:: TASK STATEMENT ::
Count the lines in the data below that contain the string "black", treating uppercase and lowercase letters as distinct. Report only the number.

:: DATA FOR THIS EXERCISE ::
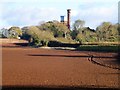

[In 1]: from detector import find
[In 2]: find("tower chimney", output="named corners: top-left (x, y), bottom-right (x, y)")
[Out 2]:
top-left (60, 16), bottom-right (64, 23)
top-left (67, 9), bottom-right (71, 30)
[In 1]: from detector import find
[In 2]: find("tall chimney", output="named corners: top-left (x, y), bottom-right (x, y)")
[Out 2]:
top-left (67, 9), bottom-right (71, 30)
top-left (60, 16), bottom-right (64, 23)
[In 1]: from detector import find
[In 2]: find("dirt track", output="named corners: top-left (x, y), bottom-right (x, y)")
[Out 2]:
top-left (2, 48), bottom-right (120, 88)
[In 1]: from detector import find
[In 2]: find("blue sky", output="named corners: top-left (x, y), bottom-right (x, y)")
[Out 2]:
top-left (0, 0), bottom-right (119, 29)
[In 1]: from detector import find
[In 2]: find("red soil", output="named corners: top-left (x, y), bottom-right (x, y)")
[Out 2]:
top-left (2, 48), bottom-right (120, 88)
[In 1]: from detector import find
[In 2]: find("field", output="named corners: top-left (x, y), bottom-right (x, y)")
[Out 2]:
top-left (2, 38), bottom-right (120, 90)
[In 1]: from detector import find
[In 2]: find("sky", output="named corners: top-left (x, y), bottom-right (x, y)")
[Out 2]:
top-left (0, 0), bottom-right (119, 29)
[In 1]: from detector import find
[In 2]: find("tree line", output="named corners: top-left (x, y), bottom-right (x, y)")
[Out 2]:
top-left (0, 20), bottom-right (120, 46)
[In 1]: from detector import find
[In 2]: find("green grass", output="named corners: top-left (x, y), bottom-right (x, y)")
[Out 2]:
top-left (77, 45), bottom-right (120, 52)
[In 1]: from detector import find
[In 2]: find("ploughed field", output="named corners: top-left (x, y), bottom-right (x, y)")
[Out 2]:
top-left (2, 47), bottom-right (120, 88)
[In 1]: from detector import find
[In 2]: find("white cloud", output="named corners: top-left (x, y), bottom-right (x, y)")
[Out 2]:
top-left (73, 4), bottom-right (118, 28)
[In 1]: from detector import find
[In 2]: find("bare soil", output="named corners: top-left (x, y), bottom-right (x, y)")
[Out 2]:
top-left (2, 39), bottom-right (120, 88)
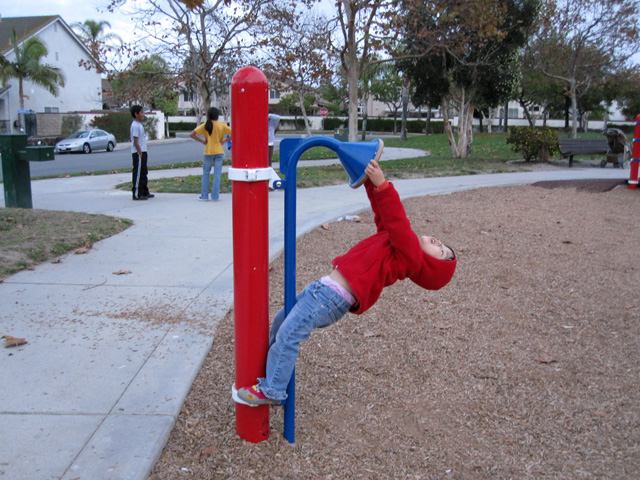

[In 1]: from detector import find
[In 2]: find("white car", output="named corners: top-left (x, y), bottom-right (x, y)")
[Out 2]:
top-left (54, 128), bottom-right (117, 153)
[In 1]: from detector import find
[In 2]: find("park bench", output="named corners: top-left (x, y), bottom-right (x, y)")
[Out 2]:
top-left (558, 138), bottom-right (609, 167)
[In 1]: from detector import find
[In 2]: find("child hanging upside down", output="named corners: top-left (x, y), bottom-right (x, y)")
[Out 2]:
top-left (234, 160), bottom-right (457, 406)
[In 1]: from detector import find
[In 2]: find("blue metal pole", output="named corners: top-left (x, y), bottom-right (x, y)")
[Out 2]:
top-left (280, 137), bottom-right (341, 443)
top-left (280, 137), bottom-right (372, 443)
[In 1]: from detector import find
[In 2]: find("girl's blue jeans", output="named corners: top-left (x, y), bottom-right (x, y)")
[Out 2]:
top-left (200, 153), bottom-right (224, 200)
top-left (258, 280), bottom-right (351, 400)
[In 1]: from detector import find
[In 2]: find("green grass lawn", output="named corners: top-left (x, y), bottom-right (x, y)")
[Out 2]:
top-left (118, 133), bottom-right (526, 194)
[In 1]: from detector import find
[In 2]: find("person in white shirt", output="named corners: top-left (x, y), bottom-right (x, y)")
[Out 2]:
top-left (131, 105), bottom-right (155, 200)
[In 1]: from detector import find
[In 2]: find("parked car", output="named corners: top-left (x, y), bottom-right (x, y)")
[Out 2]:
top-left (54, 129), bottom-right (117, 153)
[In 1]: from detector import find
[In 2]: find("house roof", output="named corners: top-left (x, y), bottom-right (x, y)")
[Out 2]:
top-left (0, 15), bottom-right (93, 59)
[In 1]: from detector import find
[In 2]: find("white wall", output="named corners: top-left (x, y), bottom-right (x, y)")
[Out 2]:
top-left (2, 20), bottom-right (102, 132)
top-left (77, 110), bottom-right (166, 140)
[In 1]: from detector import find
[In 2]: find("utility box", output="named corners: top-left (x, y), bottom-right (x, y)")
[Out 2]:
top-left (0, 134), bottom-right (54, 208)
top-left (27, 146), bottom-right (54, 162)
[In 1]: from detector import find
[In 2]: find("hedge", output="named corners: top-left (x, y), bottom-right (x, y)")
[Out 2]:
top-left (324, 117), bottom-right (444, 133)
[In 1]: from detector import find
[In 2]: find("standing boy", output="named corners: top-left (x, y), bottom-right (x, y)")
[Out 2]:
top-left (131, 105), bottom-right (155, 200)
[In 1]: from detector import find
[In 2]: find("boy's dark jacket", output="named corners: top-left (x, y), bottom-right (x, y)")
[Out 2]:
top-left (333, 179), bottom-right (457, 314)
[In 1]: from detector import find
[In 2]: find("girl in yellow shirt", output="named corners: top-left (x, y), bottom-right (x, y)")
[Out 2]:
top-left (189, 107), bottom-right (231, 202)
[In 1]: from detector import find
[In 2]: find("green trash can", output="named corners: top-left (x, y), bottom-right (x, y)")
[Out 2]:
top-left (0, 134), bottom-right (54, 208)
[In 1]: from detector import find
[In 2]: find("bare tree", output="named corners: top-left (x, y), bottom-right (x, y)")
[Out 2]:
top-left (265, 10), bottom-right (332, 135)
top-left (534, 0), bottom-right (640, 137)
top-left (335, 0), bottom-right (400, 142)
top-left (109, 0), bottom-right (274, 111)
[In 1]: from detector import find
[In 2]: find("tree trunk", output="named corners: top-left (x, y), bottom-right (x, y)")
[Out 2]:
top-left (442, 98), bottom-right (458, 158)
top-left (362, 92), bottom-right (369, 142)
top-left (348, 58), bottom-right (360, 142)
top-left (570, 79), bottom-right (578, 138)
top-left (298, 90), bottom-right (311, 137)
top-left (424, 105), bottom-right (431, 135)
top-left (400, 75), bottom-right (409, 140)
top-left (504, 100), bottom-right (509, 133)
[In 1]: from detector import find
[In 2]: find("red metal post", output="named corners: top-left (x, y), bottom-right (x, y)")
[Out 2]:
top-left (231, 67), bottom-right (269, 443)
top-left (629, 115), bottom-right (640, 190)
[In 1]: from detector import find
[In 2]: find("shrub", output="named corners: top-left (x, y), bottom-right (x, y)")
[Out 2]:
top-left (507, 127), bottom-right (558, 162)
top-left (89, 112), bottom-right (158, 142)
top-left (323, 117), bottom-right (349, 130)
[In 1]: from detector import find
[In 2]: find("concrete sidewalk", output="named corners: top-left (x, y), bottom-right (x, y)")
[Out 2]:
top-left (0, 155), bottom-right (629, 480)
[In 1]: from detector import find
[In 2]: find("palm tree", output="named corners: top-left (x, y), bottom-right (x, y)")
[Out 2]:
top-left (71, 20), bottom-right (122, 73)
top-left (0, 29), bottom-right (65, 131)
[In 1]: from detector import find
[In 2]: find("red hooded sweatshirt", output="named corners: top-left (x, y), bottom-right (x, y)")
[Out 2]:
top-left (333, 179), bottom-right (457, 315)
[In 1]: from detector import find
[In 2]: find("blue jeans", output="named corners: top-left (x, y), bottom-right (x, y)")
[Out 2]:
top-left (200, 153), bottom-right (224, 200)
top-left (258, 281), bottom-right (351, 400)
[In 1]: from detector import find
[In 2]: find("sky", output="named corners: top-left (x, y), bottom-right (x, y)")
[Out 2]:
top-left (0, 0), bottom-right (640, 64)
top-left (0, 0), bottom-right (133, 41)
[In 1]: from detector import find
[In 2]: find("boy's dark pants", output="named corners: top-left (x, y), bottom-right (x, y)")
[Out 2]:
top-left (131, 152), bottom-right (149, 198)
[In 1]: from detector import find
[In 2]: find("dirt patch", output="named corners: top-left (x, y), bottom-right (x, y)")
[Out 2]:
top-left (150, 182), bottom-right (640, 480)
top-left (532, 178), bottom-right (627, 193)
top-left (0, 208), bottom-right (132, 279)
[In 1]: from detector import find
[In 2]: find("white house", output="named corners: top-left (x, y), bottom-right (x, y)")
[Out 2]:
top-left (0, 15), bottom-right (102, 133)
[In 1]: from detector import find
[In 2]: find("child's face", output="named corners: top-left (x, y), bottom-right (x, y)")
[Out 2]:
top-left (420, 235), bottom-right (454, 260)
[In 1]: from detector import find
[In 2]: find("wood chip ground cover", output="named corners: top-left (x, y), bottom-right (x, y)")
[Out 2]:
top-left (150, 185), bottom-right (640, 480)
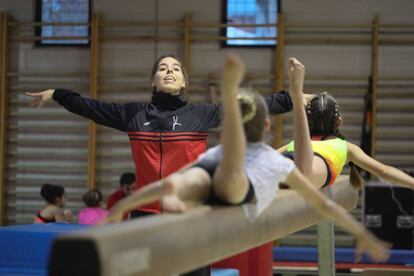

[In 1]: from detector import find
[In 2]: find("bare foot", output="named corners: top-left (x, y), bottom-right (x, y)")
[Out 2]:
top-left (161, 194), bottom-right (188, 213)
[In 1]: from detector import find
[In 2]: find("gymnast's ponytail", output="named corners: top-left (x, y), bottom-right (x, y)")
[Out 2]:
top-left (348, 162), bottom-right (364, 190)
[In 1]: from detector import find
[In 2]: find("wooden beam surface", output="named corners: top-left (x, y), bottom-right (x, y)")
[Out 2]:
top-left (49, 177), bottom-right (358, 276)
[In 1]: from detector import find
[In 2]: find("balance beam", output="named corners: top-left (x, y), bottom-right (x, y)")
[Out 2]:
top-left (49, 177), bottom-right (358, 276)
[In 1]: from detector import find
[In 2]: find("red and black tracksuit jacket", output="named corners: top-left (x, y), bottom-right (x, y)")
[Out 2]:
top-left (53, 89), bottom-right (292, 211)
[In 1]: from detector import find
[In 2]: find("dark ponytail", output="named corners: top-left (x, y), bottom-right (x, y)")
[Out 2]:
top-left (305, 92), bottom-right (364, 190)
top-left (348, 162), bottom-right (364, 190)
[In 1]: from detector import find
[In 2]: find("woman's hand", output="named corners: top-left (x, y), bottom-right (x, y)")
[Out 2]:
top-left (356, 231), bottom-right (391, 262)
top-left (289, 58), bottom-right (305, 100)
top-left (25, 89), bottom-right (55, 108)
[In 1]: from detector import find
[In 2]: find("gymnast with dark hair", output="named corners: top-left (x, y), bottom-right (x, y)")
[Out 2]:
top-left (104, 55), bottom-right (388, 261)
top-left (278, 58), bottom-right (414, 192)
top-left (34, 184), bottom-right (73, 223)
top-left (26, 55), bottom-right (292, 216)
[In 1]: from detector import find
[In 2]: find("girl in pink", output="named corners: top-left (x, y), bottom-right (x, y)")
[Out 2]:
top-left (78, 189), bottom-right (108, 224)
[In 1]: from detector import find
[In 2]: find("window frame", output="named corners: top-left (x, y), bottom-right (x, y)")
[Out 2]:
top-left (220, 0), bottom-right (282, 48)
top-left (35, 0), bottom-right (92, 48)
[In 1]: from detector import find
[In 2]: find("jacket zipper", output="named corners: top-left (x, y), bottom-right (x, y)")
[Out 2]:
top-left (158, 132), bottom-right (162, 179)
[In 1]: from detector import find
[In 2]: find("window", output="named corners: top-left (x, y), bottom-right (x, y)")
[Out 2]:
top-left (36, 0), bottom-right (90, 45)
top-left (223, 0), bottom-right (280, 46)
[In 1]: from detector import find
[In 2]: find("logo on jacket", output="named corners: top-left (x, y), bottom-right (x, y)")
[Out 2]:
top-left (173, 116), bottom-right (182, 130)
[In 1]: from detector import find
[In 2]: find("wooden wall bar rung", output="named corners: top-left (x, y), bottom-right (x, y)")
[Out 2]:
top-left (99, 21), bottom-right (183, 28)
top-left (191, 35), bottom-right (277, 41)
top-left (8, 21), bottom-right (91, 27)
top-left (10, 35), bottom-right (91, 41)
top-left (192, 22), bottom-right (275, 28)
top-left (101, 35), bottom-right (181, 42)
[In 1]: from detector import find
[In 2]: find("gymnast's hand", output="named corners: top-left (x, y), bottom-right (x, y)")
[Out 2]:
top-left (25, 89), bottom-right (55, 108)
top-left (356, 231), bottom-right (391, 262)
top-left (289, 58), bottom-right (305, 100)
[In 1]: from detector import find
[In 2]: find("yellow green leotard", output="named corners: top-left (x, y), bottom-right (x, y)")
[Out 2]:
top-left (286, 138), bottom-right (348, 186)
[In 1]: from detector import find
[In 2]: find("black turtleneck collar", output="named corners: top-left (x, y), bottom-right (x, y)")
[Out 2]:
top-left (151, 92), bottom-right (187, 110)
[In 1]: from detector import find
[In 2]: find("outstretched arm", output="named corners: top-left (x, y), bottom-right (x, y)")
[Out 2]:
top-left (347, 142), bottom-right (414, 189)
top-left (286, 169), bottom-right (389, 261)
top-left (26, 89), bottom-right (143, 131)
top-left (213, 54), bottom-right (248, 203)
top-left (289, 58), bottom-right (313, 177)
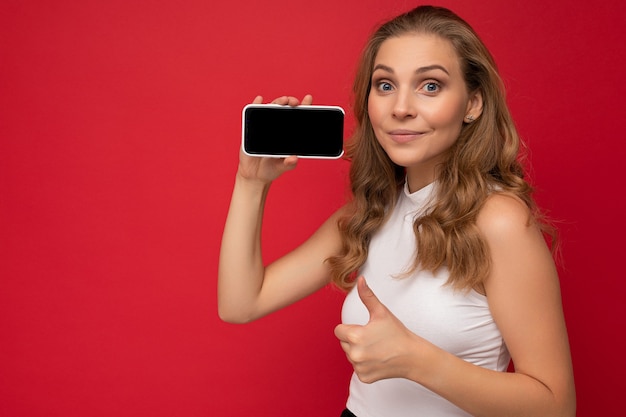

:: ANSWER BELOW ::
2